### 取り組む内容:
以下の記録から「bare」という語を含む行をすべて探し出し、一行ずつ書き写してください。

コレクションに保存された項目
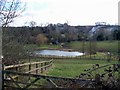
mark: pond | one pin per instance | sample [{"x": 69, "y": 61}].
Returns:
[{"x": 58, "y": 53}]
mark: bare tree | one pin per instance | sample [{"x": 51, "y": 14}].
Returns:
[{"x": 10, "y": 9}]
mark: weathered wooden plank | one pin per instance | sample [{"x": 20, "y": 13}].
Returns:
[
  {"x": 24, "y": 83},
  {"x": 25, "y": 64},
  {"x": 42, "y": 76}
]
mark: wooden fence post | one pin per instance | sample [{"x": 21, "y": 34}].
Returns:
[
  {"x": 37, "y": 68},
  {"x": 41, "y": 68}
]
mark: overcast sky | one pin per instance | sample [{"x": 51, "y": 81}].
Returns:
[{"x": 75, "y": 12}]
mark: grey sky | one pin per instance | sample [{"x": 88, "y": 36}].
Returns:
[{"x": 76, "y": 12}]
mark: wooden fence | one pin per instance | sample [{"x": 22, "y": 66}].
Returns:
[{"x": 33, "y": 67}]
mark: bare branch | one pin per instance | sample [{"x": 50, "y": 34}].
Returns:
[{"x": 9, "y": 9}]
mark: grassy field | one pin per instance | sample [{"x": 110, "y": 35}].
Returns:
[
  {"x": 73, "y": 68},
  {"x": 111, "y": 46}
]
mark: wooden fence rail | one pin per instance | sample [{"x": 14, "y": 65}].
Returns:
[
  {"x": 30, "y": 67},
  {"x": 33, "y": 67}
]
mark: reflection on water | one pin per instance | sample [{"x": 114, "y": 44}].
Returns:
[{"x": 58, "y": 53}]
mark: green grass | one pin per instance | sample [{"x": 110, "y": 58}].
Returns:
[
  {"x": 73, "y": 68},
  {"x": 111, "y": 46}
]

...

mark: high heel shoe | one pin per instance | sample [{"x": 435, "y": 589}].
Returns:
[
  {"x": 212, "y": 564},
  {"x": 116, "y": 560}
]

### 作業の結果:
mark: bare tree | one pin per instance | sample [{"x": 51, "y": 14}].
mark: bare branch | one pin per instance | sample [{"x": 50, "y": 34}].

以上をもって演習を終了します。